EXERCISE: Reproduce the following data exactly, minus any images.

[Point localization data]
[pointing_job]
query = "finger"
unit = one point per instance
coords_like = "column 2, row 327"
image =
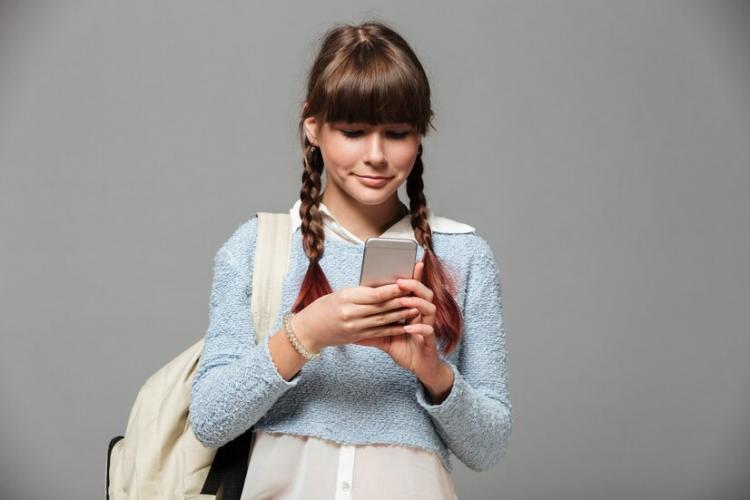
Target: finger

WRITTEN ANSWER:
[pointing_job]
query = "finger"
unit = one point per instance
coords_like = "column 2, row 327"
image =
Target: finger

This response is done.